→ Short task: Locate each line in the entries below that contains the word "sunglasses" and copy those lines. Case counts.

# # # # #

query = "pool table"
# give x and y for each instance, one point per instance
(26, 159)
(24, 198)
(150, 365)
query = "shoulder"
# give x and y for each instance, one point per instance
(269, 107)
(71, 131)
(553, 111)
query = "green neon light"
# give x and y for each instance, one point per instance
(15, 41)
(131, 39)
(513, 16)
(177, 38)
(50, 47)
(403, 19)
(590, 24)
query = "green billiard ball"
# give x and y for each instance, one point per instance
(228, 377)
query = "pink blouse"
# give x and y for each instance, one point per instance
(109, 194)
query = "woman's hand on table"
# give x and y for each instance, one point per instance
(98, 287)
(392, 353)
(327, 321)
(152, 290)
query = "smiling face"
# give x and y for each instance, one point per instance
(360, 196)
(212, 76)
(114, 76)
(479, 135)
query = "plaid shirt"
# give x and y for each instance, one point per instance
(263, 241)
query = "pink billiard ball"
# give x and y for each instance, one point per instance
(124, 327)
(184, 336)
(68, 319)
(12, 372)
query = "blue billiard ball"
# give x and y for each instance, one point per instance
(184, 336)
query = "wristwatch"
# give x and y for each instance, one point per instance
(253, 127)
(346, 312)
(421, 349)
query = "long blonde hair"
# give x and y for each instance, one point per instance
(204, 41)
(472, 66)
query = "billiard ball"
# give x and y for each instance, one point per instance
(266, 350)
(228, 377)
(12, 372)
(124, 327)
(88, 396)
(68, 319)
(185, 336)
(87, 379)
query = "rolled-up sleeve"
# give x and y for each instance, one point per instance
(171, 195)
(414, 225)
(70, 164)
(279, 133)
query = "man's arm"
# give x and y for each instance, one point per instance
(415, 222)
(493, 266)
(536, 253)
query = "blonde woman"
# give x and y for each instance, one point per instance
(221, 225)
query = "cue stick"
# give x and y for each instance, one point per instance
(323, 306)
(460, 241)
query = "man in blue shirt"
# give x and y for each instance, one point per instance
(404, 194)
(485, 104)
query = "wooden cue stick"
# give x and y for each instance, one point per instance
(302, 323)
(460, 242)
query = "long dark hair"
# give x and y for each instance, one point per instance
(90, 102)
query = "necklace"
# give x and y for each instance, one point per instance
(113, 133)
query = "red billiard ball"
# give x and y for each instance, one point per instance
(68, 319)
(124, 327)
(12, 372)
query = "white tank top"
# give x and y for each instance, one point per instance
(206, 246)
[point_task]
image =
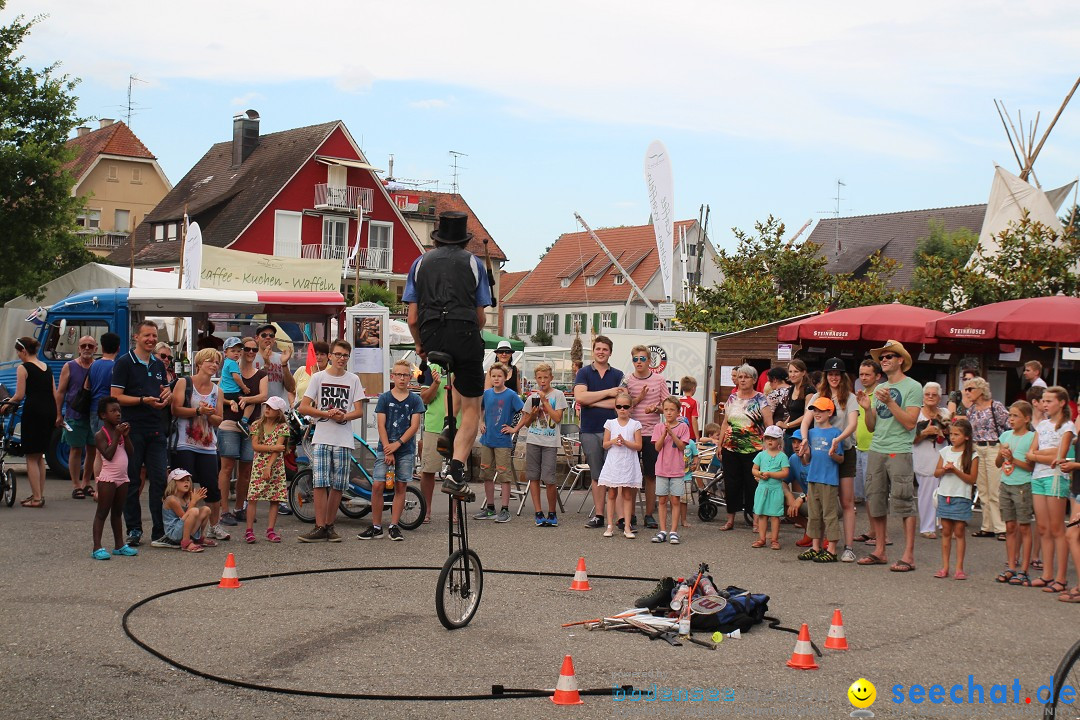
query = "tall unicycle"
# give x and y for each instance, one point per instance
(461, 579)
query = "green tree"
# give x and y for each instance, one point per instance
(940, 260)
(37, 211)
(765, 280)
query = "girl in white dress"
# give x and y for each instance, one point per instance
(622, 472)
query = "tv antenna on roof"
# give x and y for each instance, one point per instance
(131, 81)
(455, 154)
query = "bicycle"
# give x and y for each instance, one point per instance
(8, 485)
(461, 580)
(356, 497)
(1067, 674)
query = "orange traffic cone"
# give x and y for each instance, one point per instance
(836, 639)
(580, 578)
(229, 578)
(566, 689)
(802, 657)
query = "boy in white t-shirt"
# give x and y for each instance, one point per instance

# # # # #

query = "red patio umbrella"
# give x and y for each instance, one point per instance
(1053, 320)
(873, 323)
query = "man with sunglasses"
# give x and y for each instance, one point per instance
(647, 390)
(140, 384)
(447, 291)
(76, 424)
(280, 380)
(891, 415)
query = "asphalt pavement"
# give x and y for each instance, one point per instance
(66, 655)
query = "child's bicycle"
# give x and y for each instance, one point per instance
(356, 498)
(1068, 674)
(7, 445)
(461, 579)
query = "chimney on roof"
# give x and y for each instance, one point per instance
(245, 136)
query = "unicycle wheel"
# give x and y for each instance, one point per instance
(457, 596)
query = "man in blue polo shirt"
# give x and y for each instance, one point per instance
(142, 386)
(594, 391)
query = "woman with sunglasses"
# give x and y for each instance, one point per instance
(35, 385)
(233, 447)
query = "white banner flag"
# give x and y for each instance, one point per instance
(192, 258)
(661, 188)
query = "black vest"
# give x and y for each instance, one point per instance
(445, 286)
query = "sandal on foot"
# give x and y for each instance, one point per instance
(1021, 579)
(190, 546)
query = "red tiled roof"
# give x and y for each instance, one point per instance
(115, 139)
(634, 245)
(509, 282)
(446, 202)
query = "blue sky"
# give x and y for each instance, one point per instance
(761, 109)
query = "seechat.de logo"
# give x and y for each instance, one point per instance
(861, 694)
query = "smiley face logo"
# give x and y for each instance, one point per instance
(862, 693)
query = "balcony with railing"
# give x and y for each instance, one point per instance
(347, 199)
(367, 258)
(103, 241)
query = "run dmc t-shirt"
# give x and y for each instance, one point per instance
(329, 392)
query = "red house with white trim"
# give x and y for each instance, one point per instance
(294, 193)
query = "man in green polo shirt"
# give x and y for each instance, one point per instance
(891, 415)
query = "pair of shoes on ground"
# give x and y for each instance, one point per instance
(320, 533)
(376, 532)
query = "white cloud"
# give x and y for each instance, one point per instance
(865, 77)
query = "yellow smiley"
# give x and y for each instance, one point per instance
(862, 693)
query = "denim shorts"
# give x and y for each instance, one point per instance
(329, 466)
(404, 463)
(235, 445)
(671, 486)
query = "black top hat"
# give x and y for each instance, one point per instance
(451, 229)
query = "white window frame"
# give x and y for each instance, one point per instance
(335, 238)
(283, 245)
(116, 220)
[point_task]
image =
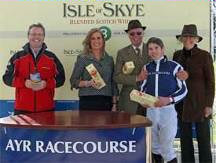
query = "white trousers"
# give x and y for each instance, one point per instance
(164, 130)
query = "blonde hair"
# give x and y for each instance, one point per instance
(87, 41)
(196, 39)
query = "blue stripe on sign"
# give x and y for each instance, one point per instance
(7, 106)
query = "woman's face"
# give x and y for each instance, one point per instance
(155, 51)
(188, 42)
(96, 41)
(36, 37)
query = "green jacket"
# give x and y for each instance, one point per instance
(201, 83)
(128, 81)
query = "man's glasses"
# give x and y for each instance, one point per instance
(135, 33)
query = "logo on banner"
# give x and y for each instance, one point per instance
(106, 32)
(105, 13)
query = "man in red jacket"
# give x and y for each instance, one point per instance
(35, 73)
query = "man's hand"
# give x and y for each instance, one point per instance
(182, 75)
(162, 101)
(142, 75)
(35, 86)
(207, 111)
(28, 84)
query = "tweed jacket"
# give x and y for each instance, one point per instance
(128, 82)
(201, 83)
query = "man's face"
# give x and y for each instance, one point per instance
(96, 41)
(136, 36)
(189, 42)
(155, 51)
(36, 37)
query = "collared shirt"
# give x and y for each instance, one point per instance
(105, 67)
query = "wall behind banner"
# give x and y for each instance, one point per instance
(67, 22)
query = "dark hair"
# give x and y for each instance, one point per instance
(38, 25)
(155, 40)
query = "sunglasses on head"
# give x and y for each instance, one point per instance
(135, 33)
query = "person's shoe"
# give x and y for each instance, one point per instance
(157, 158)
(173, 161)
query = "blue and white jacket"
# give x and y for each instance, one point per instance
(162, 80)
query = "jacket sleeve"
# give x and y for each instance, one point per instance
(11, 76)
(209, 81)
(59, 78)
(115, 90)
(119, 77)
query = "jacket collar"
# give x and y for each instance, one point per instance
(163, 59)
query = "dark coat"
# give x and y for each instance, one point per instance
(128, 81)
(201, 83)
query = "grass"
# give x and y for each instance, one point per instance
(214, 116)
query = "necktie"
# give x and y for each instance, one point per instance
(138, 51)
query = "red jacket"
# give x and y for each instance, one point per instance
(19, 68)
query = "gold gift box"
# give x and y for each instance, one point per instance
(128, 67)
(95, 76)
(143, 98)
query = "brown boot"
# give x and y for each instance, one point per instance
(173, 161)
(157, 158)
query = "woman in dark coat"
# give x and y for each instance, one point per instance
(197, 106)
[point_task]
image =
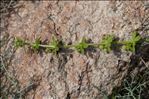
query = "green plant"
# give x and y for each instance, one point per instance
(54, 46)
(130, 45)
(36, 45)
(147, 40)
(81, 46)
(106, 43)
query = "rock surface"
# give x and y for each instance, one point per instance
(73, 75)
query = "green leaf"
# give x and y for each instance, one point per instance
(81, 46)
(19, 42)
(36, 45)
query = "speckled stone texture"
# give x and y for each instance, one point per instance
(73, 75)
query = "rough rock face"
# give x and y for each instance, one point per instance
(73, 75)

# # # # #

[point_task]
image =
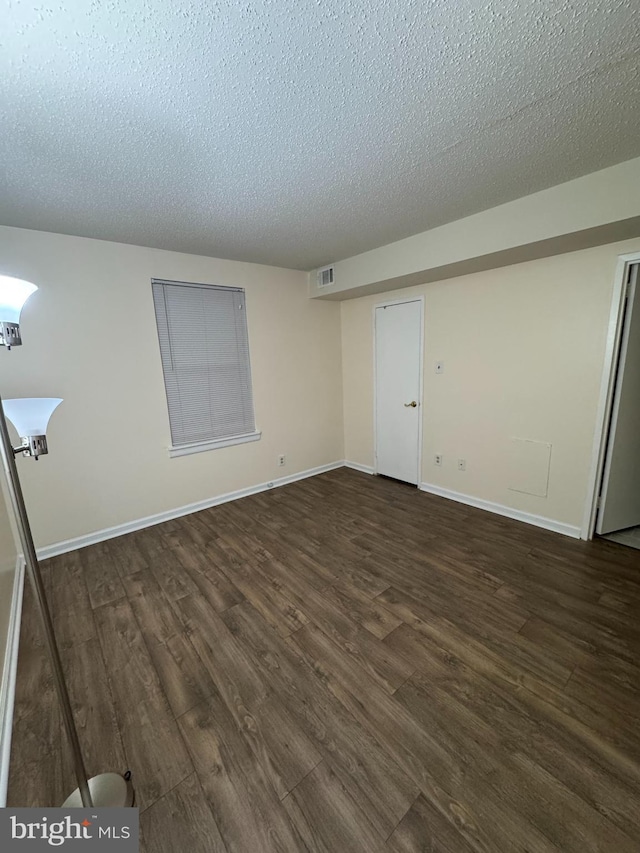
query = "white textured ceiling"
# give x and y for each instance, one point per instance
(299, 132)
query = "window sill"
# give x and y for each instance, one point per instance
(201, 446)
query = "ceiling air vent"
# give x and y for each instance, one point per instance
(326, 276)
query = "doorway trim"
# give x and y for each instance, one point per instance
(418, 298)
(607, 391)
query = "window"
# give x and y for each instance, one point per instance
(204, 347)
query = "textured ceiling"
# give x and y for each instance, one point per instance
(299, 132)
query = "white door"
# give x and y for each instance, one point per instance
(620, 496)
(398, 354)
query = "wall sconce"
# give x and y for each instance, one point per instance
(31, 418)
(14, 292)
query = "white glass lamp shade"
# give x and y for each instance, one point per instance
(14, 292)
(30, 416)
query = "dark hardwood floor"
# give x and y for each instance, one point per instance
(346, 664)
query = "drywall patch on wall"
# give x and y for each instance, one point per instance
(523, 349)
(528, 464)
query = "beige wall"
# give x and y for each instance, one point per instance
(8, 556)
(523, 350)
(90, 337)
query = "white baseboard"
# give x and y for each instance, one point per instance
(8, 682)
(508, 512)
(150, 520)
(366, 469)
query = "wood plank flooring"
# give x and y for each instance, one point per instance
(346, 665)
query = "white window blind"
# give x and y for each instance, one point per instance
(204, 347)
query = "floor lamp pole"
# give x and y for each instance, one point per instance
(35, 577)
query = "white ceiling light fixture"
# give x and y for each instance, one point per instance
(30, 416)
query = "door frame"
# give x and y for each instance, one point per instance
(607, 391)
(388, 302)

# # # # #

→ Task solution:
query = "man with sunglasses"
query = "woman with sunglasses"
query = "sunglasses on head"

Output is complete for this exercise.